Copy word for word the part of the margin predictor passage starting with "This low MAPE" and going on through "floating window models.".

• _READING PASSAGE_:
###
This low MAPE model henceforth I shall call the Low Average Margin Predictor (or LAMP, for brevity).

The Half Amazing Margin Predictor

Another model we considered produced margin predictions with a very low median absolute prediction error. It was similar to the LAMP but used four rather than two underlying models: the 19-, 36-, 39- and 52-round floating window models.

It boasted a 22.54 point median absolute prediction error over seasons 2008 and 2009, and its predictions have been within 4 goals of the actual victory margin in a tick over 52% of games. What destroys its mean absolute prediction error is its tendency to produce victory margin predictions that are about as close to the actual result as calcium carbonate is to coagulated milk curd. About once every two-and-a-half rounds one of its predictions will prove to be 12 goals or more distant from the actual game result.

Still, its median absolute prediction error is truly remarkable, which in essence means that its predictions are amazing about half the time, so I shall name it the Half Amazing Margin Predictor (or HAMP, for brevity).

In their own highly specialised ways, LAMP and HAMP are impressive but, like left-handed chess players, their particular specialities don't appear to provide them with any exploitable advantage. To be fair, TAB Sportsbet does field markets on victory margins and it might eventually prove that LAMP or HAMP can be used to make money on these markets, but I don't have the historical data to test this now. I do, however, have line market data that enables me to assess LAMP's and HAMP's ability to make money on this market, and they exhibit no such ability. Being good at predicting margins is different from being good at predicting handicap-adjusted margins.

Nonetheless, I'll be publishing LAMP's and HAMP's margin predictions this season.

HELP, I Need Another Model

Well if we want a model that predicts line market winners we really should build a dedicated model for this, and that's what I'll describe next.
###
• _Stored data entries_:
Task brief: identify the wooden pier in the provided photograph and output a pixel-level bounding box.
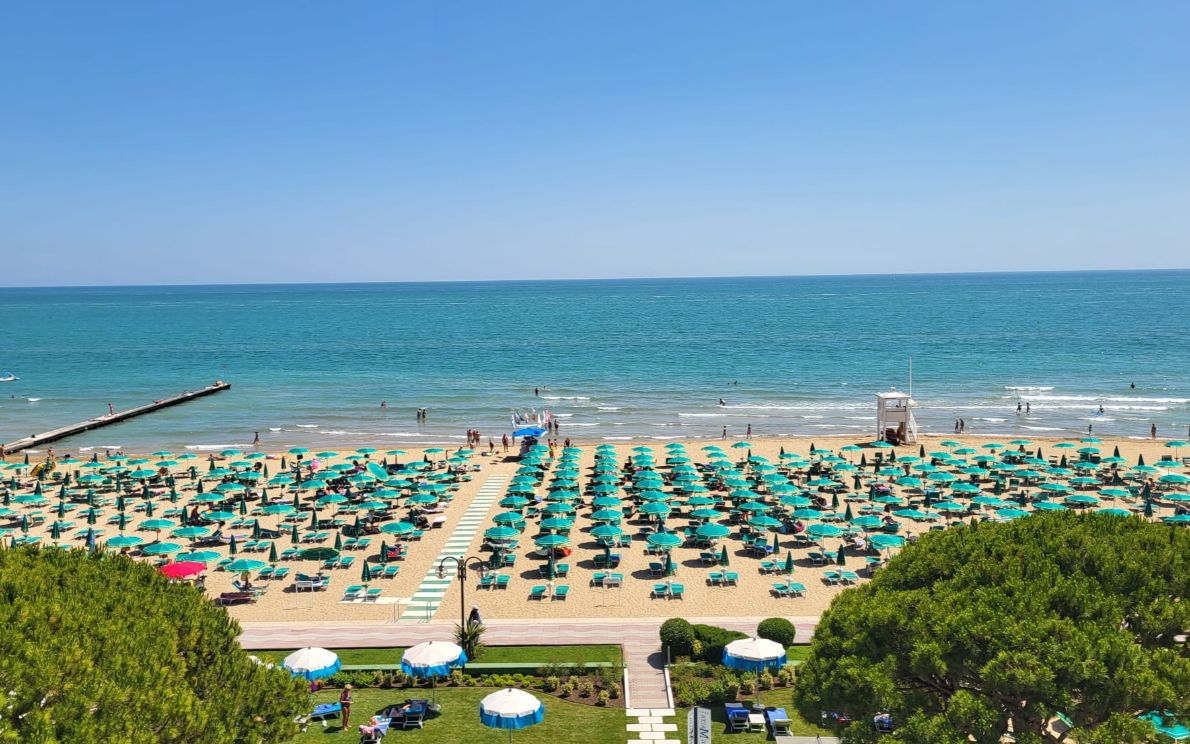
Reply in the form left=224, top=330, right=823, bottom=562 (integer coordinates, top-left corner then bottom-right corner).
left=0, top=380, right=231, bottom=452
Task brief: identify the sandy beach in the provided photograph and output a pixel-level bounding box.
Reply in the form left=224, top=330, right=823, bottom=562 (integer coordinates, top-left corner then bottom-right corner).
left=6, top=434, right=1190, bottom=623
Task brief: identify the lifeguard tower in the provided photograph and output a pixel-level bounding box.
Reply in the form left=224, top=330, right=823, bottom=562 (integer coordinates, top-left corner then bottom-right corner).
left=876, top=389, right=917, bottom=444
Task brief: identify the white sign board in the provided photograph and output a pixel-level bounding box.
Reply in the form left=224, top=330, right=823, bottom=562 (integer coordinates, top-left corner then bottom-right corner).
left=685, top=708, right=710, bottom=744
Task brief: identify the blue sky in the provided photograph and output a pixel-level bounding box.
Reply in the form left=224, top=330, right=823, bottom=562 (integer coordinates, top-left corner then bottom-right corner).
left=0, top=1, right=1190, bottom=286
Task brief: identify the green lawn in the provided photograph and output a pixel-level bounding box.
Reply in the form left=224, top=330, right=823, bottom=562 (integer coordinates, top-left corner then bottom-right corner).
left=249, top=645, right=620, bottom=665
left=294, top=687, right=627, bottom=744
left=674, top=688, right=834, bottom=744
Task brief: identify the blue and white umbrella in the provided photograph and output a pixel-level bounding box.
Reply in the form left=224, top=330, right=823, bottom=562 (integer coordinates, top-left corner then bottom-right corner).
left=480, top=687, right=545, bottom=742
left=724, top=638, right=788, bottom=671
left=401, top=640, right=466, bottom=702
left=281, top=648, right=339, bottom=680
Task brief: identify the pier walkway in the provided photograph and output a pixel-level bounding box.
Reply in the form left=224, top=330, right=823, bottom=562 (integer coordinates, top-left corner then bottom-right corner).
left=0, top=380, right=231, bottom=454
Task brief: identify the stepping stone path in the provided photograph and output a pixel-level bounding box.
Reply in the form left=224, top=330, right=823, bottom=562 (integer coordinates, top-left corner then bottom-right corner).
left=627, top=708, right=681, bottom=744
left=401, top=475, right=508, bottom=623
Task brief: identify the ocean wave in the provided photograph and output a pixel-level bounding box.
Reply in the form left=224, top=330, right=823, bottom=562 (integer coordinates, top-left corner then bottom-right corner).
left=1021, top=395, right=1190, bottom=404
left=186, top=444, right=252, bottom=452
left=721, top=402, right=872, bottom=411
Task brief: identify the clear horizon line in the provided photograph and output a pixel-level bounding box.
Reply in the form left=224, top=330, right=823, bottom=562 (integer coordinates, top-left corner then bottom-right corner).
left=0, top=267, right=1190, bottom=289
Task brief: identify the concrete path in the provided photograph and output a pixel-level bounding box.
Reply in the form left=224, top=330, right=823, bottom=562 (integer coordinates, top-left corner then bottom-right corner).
left=401, top=475, right=507, bottom=623
left=239, top=609, right=828, bottom=744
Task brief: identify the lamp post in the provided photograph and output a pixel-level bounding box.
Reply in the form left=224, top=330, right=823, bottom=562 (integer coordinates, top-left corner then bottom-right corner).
left=438, top=556, right=488, bottom=627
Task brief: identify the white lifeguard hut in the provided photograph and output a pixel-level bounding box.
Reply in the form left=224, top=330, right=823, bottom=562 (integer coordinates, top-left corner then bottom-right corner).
left=876, top=388, right=917, bottom=444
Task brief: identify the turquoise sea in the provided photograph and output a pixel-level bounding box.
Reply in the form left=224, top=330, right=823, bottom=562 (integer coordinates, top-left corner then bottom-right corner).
left=0, top=270, right=1190, bottom=451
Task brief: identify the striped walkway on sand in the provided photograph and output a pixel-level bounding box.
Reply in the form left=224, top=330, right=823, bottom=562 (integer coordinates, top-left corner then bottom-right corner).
###
• _EXERCISE RESPONSE_:
This low MAPE model henceforth I shall call the Low Average Margin Predictor (or LAMP, for brevity).

The Half Amazing Margin Predictor

Another model we considered produced margin predictions with a very low median absolute prediction error. It was similar to the LAMP but used four rather than two underlying models: the 19-, 36-, 39- and 52-round floating window models.